## Source information:
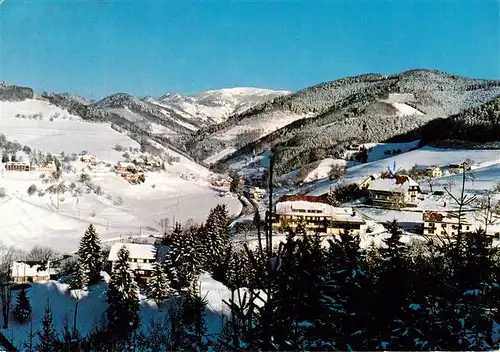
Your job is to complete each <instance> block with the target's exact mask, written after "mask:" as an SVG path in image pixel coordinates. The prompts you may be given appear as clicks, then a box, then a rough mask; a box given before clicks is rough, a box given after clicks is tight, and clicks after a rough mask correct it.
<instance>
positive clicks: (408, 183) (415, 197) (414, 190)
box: [368, 175, 421, 207]
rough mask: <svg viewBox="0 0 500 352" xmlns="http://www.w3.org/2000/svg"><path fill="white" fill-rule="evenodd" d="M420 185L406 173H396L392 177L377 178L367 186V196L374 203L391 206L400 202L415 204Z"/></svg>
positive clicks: (406, 205) (417, 198) (413, 205)
mask: <svg viewBox="0 0 500 352" xmlns="http://www.w3.org/2000/svg"><path fill="white" fill-rule="evenodd" d="M420 193H421V190H420V186H419V185H418V183H416V182H415V181H414V180H413V179H411V178H410V177H409V176H406V175H396V176H395V177H394V178H378V179H376V180H373V181H371V183H370V185H369V186H368V196H369V198H370V200H371V201H372V203H373V204H374V205H381V206H388V207H390V206H393V205H394V203H400V204H402V205H406V206H412V205H413V206H415V205H416V203H417V202H418V198H417V196H418V194H420Z"/></svg>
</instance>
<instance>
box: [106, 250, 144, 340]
mask: <svg viewBox="0 0 500 352" xmlns="http://www.w3.org/2000/svg"><path fill="white" fill-rule="evenodd" d="M129 258H130V257H129V252H128V250H127V247H125V246H123V247H122V248H120V250H119V251H118V260H117V261H116V263H115V266H114V269H113V273H112V274H111V278H110V281H109V288H108V292H107V302H108V309H107V310H106V315H107V318H108V331H109V332H110V333H111V334H112V336H116V337H118V338H127V337H129V336H130V334H131V333H132V332H133V331H134V330H135V329H136V328H137V327H138V326H139V323H140V317H139V287H138V286H137V283H136V281H135V274H134V272H133V270H132V269H131V268H130V264H129Z"/></svg>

## Exercise:
Which lines contain "rough"? Copy each of them from the listing.

## Answer to the problem:
Your job is to complete each <instance> block with the target's exact mask, written after "mask:" as an SVG path in image pixel coordinates. The prompts you may be given appear as clicks, then a box, then a rough mask; a box given before clicks is rough, a box given after clicks is tight, and clicks after a rough mask correct it.
rough mask: <svg viewBox="0 0 500 352" xmlns="http://www.w3.org/2000/svg"><path fill="white" fill-rule="evenodd" d="M420 185L406 173H396L392 177L377 178L367 186V196L374 203L391 206L400 202L415 204Z"/></svg>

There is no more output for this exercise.